About this task.
Everything in the data below except the pictures must be repeated word for word.

——

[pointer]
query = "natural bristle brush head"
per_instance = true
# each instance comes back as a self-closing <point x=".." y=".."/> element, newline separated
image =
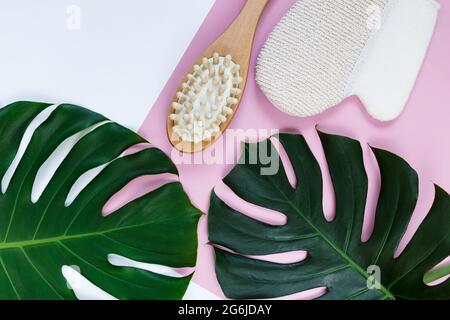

——

Answer section.
[pointer]
query = "natural bristle brush head"
per_instance = true
# each instance comes back as a self-closing <point x=".." y=".."/> element, newline separated
image =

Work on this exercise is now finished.